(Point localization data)
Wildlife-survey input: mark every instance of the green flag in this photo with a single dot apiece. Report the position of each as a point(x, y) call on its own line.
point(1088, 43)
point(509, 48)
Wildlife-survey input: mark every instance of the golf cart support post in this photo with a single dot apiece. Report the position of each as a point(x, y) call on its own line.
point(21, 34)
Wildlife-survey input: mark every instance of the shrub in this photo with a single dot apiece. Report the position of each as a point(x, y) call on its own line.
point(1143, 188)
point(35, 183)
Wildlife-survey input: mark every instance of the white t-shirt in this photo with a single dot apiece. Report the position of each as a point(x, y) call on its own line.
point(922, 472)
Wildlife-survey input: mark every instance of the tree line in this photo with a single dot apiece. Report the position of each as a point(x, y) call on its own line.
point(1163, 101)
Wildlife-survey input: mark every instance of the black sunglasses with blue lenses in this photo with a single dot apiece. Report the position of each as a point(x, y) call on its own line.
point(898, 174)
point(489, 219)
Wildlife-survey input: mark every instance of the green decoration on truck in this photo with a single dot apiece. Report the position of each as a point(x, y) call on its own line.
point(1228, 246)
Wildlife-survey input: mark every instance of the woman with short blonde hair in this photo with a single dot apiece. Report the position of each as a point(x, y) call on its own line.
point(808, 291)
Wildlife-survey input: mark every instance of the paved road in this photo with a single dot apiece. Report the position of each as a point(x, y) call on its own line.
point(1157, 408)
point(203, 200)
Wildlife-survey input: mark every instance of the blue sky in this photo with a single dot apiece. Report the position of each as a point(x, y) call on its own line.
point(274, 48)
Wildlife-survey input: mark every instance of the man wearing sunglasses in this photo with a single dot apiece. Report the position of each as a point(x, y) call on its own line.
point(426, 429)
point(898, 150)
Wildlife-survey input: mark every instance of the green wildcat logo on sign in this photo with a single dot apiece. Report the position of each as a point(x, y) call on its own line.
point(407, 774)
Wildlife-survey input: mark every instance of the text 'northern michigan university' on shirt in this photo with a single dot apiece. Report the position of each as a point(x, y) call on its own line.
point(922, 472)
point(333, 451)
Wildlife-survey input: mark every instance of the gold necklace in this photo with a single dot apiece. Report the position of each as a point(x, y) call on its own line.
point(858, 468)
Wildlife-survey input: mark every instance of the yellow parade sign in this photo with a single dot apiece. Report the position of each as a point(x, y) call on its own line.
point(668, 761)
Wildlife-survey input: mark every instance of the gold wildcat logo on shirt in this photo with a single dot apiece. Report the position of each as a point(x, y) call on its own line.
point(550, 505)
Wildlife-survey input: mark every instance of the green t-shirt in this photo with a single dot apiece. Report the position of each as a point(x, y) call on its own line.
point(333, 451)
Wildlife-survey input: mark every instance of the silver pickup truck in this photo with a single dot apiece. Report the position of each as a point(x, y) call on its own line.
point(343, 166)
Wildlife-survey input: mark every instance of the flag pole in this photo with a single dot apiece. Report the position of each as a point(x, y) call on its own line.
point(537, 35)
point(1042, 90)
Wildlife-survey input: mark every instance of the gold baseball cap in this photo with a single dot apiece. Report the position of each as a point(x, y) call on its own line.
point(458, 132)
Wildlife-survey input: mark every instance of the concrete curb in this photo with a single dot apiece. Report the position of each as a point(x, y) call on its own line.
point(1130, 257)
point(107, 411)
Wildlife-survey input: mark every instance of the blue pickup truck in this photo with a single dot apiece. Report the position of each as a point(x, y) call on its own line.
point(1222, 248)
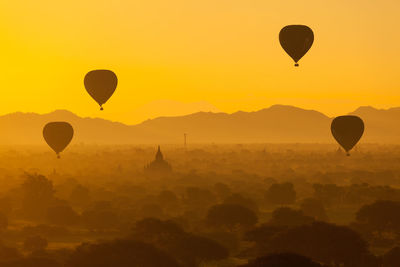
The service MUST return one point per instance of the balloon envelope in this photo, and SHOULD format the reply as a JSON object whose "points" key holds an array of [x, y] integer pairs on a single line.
{"points": [[347, 130], [58, 135], [101, 84], [296, 40]]}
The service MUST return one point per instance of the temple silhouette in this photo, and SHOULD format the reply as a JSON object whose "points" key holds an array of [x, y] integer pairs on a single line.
{"points": [[159, 165]]}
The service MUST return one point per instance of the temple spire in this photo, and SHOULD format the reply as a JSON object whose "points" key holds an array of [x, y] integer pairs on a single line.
{"points": [[159, 155]]}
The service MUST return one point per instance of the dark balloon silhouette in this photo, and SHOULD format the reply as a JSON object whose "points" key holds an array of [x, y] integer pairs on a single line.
{"points": [[296, 40], [347, 130], [101, 85], [58, 135]]}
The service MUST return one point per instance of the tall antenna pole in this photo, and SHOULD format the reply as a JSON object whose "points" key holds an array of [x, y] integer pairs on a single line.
{"points": [[184, 140]]}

> **Activity**
Are you able to set down all the lines above exactly, without any pictures?

> **Response below**
Wildlife-survey input: mark every instance of the green flag in this photo with a single dot apiece. Report the position of each as a point(x, y) call on its own line.
point(1088, 43)
point(509, 48)
Wildlife-survey input: mark every instance of the golf cart support post in this photo with a single dot apiece. Report the position of each as a point(x, y) call on its own line.
point(21, 34)
Wildlife-survey input: mark every instance of the shrub in this photo with a single dot apiece. Report the position of each as a point(x, y) call on its own line.
point(1143, 188)
point(35, 183)
Wildlife-survey input: mark every instance of the white t-shirt in this photo with a single dot apiece. Report the position of each as a point(x, y) call on its own line.
point(922, 472)
Wildlife-survey input: mark every instance of the tree line in this photo with a single dot apiece. Report the position of each as a point(x, y) call on its own line.
point(1163, 101)
Wildlife-survey input: mark every instance of the black sunglasses with blue lenses in this photo with a single dot apiece. Report the position of each as a point(x, y) call on its own line.
point(898, 174)
point(489, 219)
Wildlife-survey input: mark every instance of the green decoration on truck in this photo with a single dot apiece. Report the position of each as a point(x, y) call on its own line.
point(1228, 246)
Wildlife-survey input: mark every instance of the woman with short blonde hair in this photo with a single dot apiece. Report the position of each as a point(x, y) call on its own line.
point(808, 291)
Wildlife-survey input: mark every instance of the paved road in this photo with a single dot apiece. Report the position of each as a point(x, y) call on its own line.
point(1157, 408)
point(203, 200)
Wildlife-survey input: mark every instance of the blue sky in this photo with a single dot apiece. Report the position of each as a point(x, y) call on its own line.
point(274, 48)
Wildlife-survey input: mark every instance of the man wearing sunglasses in this photo with a single dot apiece. Report the position of each as a point(x, y) call on its own line.
point(426, 429)
point(898, 150)
Wildlife-survey input: mark every instance of the green wildcat logo on sign in this photo with a single dot apiece. Report the position of each as a point(x, y) call on its own line.
point(407, 774)
Wildlife-survey input: mark every instance of the text 'northern michigan university' on shirt in this photo with a single dot apiece. Report the position of each as a point(x, y) call on its own line.
point(922, 472)
point(333, 451)
Wildlife-survey input: mark every instance of the gold necklace in this photo with a single dot apiece. Report the position of each as a point(x, y) call on its own line.
point(858, 468)
Wildlife-survey input: mark every instance of the yellow parade sign in this photo with a single dot apiece. Report the position of each as a point(x, y) call on its own line.
point(668, 761)
Wildlife-survey input: mark every instance of the gold wildcat logo on shirt in this photo with a single dot apiece. Report the position of each as a point(x, y) call on its own line.
point(550, 505)
Wildlife-survey input: mark every instance of the green t-shirt in this photo with a single dot apiece. Report the position of each as a point(x, y) call on its own line.
point(333, 451)
Wildlife-survey input: mark every instance of the silver pickup truck in this photo with a single dot apiece. Report the position of each as a point(x, y) call on its own line.
point(343, 166)
Wildlife-survey input: mark every instance of the flag pole in this photo with a single dot apiece. Report the position of each as a point(x, y) call on its own line.
point(537, 35)
point(1042, 90)
Wildlife-survey input: mark every instance of the gold baseball cap in this photo with a single dot apiece. Report the position of each as a point(x, y) call on its own line.
point(458, 132)
Wildlife-survey input: mark every instance of the concrete curb in this photo with a single dot apiece. Report the position of each as a point(x, y) call on its own line.
point(1130, 257)
point(107, 411)
Wildlife-survey input: mark every instance of the blue pickup truck in this photo with a single dot apiece. Report the position of each as a point(x, y) call on its own line.
point(1222, 248)
The service MUST return one point per instance of the balloon envelope in this photo, and SHOULD format the reply as a JSON object whose "points" key holds an array of [x, y] integer pairs on a single line.
{"points": [[347, 130], [58, 135], [101, 84], [296, 40]]}
The service MUST return one point per instance of the temple silhouette in this photo, and SHOULD format the reply as a JSON object whose "points" key holds an array of [x, y] integer pairs on a single line.
{"points": [[159, 165]]}
The service MUST return one point per instance of the temple spire in this photo, and SHOULD format the reply as a JSON object whose "points" key holds an array of [x, y] integer pairs on a single line.
{"points": [[159, 155]]}
The service MUST return one point per instance of the dark balloon silhouette in this photo, and SHOULD format the reply as a JSON object whose "points" key holds an array of [x, y] integer pairs on a single line.
{"points": [[296, 40], [347, 130], [101, 85], [58, 135]]}
The service MUST return one point per instance of the tall antenna pole in this photo, and SHOULD format the reply as a JSON object whose "points" key holds an array of [x, y] integer pairs on a single line.
{"points": [[184, 140]]}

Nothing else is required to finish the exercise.